**INFORMATION PROVIDED:**
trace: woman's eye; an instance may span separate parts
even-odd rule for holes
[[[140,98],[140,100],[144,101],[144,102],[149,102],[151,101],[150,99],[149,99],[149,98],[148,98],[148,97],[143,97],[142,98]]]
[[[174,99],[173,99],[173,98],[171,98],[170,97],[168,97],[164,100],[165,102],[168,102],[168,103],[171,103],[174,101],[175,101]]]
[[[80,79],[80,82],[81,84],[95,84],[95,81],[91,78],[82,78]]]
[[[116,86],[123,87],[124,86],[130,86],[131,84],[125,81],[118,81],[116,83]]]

**TASK INSTRUCTIONS:** Set out every row above as a numbered list, skipping blank lines.

**COMPLETE RESPONSE:**
1. trace: woman's eye; an instance may span separate parts
2. even-odd rule for holes
3. [[[140,98],[140,100],[144,101],[144,102],[149,102],[151,101],[150,99],[149,99],[149,98],[148,98],[148,97],[143,97],[142,98]]]
4. [[[174,99],[173,99],[173,98],[171,98],[170,97],[168,97],[164,100],[165,102],[168,102],[168,103],[171,103],[174,101],[175,101]]]
5. [[[80,79],[80,82],[81,84],[95,84],[95,81],[91,78],[82,78]]]
6. [[[116,86],[123,87],[124,86],[130,86],[131,84],[125,81],[118,81],[116,83]]]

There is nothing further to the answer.